(AIM OF THE EXERCISE) Please filter the listing below down to the lines that contain the string "every", copying each such line in full. Case counts.

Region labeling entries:
══════════

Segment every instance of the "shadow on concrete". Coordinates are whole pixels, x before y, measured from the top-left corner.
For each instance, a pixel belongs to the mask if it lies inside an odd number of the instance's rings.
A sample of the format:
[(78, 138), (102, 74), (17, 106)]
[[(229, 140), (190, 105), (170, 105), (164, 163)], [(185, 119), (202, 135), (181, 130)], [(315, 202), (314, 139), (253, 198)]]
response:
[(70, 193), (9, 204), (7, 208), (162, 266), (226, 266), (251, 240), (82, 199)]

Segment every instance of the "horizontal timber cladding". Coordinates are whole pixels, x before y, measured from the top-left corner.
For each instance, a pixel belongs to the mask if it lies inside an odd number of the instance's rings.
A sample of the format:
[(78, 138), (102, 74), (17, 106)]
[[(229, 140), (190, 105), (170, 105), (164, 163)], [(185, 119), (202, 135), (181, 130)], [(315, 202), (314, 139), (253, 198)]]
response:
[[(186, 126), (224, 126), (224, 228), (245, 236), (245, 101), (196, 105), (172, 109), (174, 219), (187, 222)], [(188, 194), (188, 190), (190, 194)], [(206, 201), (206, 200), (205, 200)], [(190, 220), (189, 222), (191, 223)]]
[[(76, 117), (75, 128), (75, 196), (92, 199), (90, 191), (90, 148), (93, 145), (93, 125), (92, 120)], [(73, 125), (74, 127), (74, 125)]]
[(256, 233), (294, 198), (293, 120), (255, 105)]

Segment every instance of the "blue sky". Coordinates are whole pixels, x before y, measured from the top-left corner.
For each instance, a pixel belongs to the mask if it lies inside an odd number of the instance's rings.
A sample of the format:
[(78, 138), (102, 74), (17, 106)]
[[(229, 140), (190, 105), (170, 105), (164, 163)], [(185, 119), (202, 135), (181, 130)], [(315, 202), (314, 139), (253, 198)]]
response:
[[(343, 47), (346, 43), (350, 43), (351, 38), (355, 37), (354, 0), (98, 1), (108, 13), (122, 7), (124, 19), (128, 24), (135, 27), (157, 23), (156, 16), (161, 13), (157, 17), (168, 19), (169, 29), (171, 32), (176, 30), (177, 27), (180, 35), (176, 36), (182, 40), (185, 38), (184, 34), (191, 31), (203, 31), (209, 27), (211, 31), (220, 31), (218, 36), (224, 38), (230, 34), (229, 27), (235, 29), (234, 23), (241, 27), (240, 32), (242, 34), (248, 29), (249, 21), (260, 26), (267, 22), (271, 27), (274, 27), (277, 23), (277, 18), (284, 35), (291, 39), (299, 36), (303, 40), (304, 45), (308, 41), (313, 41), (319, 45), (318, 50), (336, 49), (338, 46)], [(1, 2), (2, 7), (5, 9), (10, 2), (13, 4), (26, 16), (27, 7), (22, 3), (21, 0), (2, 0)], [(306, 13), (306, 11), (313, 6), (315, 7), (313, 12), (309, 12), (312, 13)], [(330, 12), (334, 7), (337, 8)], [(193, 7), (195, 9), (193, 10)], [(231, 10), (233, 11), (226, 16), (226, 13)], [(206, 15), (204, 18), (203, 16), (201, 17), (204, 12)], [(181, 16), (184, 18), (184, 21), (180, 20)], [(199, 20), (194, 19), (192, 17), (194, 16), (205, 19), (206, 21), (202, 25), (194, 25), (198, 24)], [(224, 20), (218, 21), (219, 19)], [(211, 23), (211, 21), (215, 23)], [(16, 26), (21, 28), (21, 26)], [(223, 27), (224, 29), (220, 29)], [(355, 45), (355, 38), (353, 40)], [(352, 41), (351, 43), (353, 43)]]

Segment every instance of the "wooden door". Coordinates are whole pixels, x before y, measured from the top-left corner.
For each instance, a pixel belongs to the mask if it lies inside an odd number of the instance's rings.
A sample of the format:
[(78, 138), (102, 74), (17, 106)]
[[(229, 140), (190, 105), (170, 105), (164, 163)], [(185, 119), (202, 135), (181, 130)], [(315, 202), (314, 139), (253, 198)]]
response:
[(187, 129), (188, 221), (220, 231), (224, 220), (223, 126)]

══════════

(ANSWER TO THIS EXERCISE)
Segment every instance of the "shadow on concrete". Coordinates are whole pixels, x before y, measured from the top-left corner.
Segment every instance of the "horizontal timber cladding". Coordinates are whole pixels, x before y, measured from the top-left corner.
Segment every instance of the "blue sky". Coordinates are whole pixels, x before y, measured from the top-left corner.
Segment every instance of the "wooden door". Coordinates are whole pixels, x before y, measured from the top-left corner.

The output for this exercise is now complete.